▶ WORK ITEM
Across the entries below, how many lines contain the string "curb"? Give only the count.

DATA RECORDS section start

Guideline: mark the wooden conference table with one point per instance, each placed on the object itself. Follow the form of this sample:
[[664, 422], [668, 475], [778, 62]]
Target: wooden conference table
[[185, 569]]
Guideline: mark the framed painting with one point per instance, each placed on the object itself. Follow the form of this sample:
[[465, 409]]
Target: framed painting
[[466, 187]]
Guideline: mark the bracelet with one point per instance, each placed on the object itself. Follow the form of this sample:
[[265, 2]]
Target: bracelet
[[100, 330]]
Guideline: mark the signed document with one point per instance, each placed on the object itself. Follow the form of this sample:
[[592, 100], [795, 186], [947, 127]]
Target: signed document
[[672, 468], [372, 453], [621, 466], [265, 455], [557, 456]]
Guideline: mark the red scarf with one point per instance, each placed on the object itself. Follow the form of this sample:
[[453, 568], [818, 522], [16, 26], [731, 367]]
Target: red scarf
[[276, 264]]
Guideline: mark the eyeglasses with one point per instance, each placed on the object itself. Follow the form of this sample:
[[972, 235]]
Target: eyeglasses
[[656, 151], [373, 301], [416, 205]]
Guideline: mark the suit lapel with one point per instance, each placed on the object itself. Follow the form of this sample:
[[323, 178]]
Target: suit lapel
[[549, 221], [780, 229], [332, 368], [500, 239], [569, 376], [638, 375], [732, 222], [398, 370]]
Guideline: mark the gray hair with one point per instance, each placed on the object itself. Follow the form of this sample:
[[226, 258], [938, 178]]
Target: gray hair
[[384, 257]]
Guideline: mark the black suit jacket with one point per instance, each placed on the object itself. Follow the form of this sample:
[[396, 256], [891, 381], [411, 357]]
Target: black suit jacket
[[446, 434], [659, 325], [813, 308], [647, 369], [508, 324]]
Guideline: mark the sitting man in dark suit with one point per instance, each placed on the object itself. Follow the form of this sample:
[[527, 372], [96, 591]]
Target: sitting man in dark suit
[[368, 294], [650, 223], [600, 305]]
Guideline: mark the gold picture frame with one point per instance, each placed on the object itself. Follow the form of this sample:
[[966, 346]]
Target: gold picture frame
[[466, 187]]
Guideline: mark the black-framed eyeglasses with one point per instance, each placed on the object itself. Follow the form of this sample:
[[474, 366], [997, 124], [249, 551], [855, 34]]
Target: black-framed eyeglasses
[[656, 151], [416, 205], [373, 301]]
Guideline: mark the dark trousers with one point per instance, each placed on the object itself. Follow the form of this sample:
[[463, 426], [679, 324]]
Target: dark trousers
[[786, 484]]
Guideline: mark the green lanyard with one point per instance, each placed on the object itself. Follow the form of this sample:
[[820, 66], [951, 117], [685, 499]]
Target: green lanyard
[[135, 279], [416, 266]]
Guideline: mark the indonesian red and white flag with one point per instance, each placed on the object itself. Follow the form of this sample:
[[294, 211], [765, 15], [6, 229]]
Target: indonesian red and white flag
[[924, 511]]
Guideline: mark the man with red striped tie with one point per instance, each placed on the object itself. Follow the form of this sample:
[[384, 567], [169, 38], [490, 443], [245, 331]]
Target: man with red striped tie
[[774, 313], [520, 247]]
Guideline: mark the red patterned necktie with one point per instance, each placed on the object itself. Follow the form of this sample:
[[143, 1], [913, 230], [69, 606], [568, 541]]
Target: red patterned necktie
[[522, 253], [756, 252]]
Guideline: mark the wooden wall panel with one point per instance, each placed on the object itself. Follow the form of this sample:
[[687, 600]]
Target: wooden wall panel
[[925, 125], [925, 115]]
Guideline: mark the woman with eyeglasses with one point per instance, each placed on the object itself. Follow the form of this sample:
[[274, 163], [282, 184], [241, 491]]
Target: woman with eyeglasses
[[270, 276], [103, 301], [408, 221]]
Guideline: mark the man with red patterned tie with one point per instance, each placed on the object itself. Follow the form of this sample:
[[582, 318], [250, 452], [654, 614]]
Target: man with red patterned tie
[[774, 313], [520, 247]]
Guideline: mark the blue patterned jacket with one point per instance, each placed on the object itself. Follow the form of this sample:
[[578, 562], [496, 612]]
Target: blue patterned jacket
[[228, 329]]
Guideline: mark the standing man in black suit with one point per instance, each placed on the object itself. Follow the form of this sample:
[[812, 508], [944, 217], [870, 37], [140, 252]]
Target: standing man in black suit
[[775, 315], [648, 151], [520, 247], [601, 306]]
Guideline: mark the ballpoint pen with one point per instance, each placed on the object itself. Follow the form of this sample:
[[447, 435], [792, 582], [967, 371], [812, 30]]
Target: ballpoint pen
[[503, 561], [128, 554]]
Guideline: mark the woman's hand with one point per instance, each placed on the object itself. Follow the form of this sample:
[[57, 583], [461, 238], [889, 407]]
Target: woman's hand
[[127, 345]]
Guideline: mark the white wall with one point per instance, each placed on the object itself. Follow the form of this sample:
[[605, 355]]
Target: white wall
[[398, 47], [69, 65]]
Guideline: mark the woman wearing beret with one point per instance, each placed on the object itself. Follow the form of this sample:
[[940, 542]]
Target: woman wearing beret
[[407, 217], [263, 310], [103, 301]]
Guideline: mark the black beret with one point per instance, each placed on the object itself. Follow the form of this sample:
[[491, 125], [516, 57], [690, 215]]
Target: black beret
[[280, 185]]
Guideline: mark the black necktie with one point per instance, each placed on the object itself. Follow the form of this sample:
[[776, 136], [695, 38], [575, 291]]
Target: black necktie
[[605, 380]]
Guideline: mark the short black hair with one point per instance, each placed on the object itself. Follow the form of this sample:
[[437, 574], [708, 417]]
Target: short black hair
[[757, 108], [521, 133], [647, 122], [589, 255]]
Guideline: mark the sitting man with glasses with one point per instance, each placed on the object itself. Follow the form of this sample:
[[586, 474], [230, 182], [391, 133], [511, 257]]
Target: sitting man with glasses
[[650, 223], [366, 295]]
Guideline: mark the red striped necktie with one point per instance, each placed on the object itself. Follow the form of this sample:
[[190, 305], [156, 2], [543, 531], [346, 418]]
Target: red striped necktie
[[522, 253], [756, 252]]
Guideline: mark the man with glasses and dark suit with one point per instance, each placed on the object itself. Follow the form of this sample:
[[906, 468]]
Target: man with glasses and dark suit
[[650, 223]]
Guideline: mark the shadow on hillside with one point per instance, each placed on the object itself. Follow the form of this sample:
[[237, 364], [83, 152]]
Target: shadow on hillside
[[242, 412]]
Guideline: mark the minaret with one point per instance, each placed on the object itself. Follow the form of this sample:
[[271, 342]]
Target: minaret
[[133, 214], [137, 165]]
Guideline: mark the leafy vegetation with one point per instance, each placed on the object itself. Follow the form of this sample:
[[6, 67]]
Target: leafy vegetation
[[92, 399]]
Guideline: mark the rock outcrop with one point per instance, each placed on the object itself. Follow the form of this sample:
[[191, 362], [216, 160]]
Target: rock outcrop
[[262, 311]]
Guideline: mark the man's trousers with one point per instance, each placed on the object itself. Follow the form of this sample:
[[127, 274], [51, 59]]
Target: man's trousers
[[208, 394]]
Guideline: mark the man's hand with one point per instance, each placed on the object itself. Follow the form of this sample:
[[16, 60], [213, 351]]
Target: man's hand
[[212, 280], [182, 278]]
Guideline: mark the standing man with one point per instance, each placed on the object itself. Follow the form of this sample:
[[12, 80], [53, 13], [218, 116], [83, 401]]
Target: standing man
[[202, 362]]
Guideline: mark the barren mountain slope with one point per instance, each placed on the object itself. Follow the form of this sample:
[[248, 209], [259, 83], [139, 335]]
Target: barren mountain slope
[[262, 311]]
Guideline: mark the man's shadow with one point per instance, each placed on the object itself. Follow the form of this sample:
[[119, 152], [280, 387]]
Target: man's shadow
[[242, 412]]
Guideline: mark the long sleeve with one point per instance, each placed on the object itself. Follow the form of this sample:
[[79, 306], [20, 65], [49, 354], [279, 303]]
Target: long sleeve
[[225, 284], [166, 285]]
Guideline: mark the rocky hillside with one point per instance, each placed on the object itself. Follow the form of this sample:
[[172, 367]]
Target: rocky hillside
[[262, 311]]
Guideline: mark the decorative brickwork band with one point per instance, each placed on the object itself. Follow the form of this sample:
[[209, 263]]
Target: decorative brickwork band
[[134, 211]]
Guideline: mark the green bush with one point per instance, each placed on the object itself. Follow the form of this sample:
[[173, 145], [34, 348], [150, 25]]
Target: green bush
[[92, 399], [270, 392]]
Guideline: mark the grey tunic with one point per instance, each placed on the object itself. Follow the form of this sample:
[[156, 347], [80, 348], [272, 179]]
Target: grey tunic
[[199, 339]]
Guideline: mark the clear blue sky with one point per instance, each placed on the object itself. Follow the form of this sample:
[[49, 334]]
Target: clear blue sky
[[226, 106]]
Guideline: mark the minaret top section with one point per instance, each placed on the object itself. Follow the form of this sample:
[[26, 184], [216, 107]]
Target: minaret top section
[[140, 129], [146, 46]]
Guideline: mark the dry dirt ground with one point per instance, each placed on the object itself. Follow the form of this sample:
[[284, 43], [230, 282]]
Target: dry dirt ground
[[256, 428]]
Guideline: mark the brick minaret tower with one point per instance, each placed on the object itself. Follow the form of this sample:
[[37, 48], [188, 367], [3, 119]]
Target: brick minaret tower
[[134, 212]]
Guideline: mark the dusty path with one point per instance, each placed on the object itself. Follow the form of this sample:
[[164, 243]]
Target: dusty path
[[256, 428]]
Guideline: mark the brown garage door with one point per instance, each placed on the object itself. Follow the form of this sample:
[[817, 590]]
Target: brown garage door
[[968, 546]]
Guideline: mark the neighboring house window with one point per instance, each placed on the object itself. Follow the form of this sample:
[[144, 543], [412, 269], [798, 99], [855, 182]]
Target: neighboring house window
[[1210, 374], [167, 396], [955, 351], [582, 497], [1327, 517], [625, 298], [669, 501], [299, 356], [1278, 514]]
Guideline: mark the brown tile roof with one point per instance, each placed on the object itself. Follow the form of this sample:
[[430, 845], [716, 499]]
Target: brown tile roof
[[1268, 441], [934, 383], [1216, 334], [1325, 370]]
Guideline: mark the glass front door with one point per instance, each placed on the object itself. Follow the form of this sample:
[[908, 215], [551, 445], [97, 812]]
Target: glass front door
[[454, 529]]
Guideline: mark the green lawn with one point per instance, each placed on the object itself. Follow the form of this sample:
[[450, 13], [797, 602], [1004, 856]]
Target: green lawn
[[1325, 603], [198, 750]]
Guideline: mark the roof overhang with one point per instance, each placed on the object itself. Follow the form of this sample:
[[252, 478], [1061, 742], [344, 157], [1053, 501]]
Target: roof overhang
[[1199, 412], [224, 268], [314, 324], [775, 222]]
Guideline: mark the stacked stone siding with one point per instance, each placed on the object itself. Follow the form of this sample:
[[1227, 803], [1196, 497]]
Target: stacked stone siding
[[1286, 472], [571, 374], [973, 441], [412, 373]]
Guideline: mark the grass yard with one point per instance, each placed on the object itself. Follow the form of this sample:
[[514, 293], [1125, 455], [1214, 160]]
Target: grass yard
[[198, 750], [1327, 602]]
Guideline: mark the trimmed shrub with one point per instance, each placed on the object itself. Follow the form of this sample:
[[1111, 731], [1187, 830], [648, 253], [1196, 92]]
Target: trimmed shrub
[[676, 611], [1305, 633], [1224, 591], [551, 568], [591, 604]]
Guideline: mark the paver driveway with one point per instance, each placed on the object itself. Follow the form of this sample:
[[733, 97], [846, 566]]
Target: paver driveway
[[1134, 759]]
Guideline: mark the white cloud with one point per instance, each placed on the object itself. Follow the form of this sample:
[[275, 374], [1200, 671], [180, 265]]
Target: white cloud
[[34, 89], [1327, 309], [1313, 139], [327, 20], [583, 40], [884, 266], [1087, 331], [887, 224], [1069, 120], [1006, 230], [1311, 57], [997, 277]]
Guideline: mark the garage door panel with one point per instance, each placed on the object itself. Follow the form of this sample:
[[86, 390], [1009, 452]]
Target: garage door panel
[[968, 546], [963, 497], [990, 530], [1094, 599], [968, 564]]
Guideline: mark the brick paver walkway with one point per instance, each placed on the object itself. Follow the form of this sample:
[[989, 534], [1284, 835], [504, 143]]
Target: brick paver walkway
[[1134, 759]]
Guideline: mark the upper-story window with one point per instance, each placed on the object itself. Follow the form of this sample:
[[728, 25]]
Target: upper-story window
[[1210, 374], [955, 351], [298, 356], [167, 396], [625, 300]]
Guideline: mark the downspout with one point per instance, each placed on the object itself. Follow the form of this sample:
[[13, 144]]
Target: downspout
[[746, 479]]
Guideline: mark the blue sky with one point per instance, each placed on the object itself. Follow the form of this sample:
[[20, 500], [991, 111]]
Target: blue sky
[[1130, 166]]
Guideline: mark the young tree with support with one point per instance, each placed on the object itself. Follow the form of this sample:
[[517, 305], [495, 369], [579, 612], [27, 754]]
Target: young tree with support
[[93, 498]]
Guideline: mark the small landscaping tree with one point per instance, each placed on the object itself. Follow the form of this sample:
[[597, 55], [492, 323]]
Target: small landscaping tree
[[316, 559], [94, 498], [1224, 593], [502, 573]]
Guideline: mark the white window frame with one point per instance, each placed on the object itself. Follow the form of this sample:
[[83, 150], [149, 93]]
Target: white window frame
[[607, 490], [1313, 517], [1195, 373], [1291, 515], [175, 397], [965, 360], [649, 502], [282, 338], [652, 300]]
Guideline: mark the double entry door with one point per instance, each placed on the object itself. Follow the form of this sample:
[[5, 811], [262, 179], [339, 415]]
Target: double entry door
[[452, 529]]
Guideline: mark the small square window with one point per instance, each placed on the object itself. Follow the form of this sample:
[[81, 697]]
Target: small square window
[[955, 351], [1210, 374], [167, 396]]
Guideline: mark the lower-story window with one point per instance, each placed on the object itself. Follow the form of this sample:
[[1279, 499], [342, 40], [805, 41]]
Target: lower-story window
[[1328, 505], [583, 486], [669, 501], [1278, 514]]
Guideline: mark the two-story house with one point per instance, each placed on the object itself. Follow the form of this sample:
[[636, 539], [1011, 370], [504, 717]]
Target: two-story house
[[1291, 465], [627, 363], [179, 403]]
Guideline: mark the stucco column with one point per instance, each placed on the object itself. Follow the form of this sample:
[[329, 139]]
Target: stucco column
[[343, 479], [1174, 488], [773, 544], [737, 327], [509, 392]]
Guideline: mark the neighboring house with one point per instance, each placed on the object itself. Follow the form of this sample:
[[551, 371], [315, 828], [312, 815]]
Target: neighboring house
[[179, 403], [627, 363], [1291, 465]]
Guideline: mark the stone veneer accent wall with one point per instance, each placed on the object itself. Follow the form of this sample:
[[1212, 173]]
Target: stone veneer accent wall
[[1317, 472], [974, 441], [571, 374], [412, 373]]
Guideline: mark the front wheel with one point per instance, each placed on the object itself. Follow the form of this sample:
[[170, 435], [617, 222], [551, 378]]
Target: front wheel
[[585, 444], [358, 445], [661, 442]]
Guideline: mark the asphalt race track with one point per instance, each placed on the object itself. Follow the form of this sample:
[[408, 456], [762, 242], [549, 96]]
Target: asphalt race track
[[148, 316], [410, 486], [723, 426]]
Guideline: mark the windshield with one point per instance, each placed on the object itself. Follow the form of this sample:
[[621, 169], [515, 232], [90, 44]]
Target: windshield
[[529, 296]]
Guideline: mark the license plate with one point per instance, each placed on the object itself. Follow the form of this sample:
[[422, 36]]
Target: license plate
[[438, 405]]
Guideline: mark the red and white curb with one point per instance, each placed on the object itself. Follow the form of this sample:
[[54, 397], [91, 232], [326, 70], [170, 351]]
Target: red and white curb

DATA RECORDS section end

▶ SOLUTION TO THIS TASK
2